# Reading text:
::::::

The Honorable Mark E. Recktenwald
, Chief Justice of the Hawaii Supreme Court

Mark E. Recktenwald was sworn in as Chief Justice of the Supreme Court on September 14, 2010. He joined the Supreme Court as an Associate Justice on May 11, 2009, and previously served as Chief Judge of the Intermediate Court of Appeals beginning in April 2007. Prior to his appointment to the Intermediate Court of Appeals, Chief Justice Recktenwald served as the director of the Department of Commerce and Consumer Affairs, as an Assistant United States Attorney for the District of Hawai`i, and as an attorney in private practice. He received his undergraduate degree from Harvard University and his law degree from the University of Chicago.


The Honorable Lisa M. Ginoza
Chief Judge of the Hawaii Intermediate Court of Appeals

Lisa M. Ginoza was sworn in as Chief Judge of the Intermediate Court of Appeals on April 24, 2018. Prior to being appointed to her current position, she was appointed as an Associate Judge of the Intermediate Court of Appeals on May 6, 2010. A graduate of the William S. Richardson School of Law, Chief Judge Ginoza served as a law clerk to the Honorable Samuel P. King, Senior Judge, U.S. District Court for the District of Hawaii. She then entered private practice with the law firm of McCorriston Miller Mukai MacKinnon, where she became a partner and over the course of fourteen years had an extensive civil litigation practice. In January 2005, Chief Judge Ginoza was appointed to serve as First Deputy Attorney General for the State of Hawaii. She has served in this position until her appointment to the Intermediate Court of Appeals in 2010. Chief Judge Ginoza is a Kailua High School graduate and received her undergraduate degree from Oregon State University, with highest distinction. She has served as an Adjunct Professor in Appellate Advocacy at the William S. Richardson School of Law.

::::::

# Dataset section:

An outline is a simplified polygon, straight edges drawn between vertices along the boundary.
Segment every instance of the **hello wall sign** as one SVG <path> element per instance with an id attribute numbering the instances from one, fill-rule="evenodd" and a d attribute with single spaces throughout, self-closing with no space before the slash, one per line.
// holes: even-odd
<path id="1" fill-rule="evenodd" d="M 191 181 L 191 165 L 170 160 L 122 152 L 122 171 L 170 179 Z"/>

::::::

# Tasks to carry out:
1) Answer these questions about the biographies of Hawaii judges, one line each:
(a) On what date was Mark E. Recktenwald sworn in as Chief Justice?
(b) From which law school did Lisa M. Ginoza graduate?
(c) For how many years did Ginoza have a civil litigation practice at McCorriston Miller Mukai MacKinnon?
2) Carry on the biographies of Hawaii judges from the point where they end.
The data is separate material from the biographies of Hawaii judges.

# Answers below:
1)
(a) September 14, 2010
(b) The William S. Richardson School of Law
(c) Fourteen years

2)
Clyde Wadsworth
Hawaii Solicitor General

Clyde Wadsworth is the Solicitor General for the State of Hawaii. He has more than 30 years of litigation experience, a Martindale-Hubbell AV-Preeminent rating, and has been nationally recognized as one of America’s Best Lawyers in commercial litigation. In addition, Clyde is proud to have served as pro bono counsel in several significant cases brought to safeguard LGBT civil rights, including Romer v. Evans, the groundbreaking constitutional challenge to a Colorado law that banned non-discrimination measures. In 2014, he successfully argued Hawaii’s marriage equality case, Jackson v. Abercrombie, before the U.S. Ninth Circuit Court of Appeals. Clyde received his bachelor’s degree magna cum laude in Politics from Princeton University and his law degree from the UCLA School of Law, where he served as an editor of the UCLA Law Review.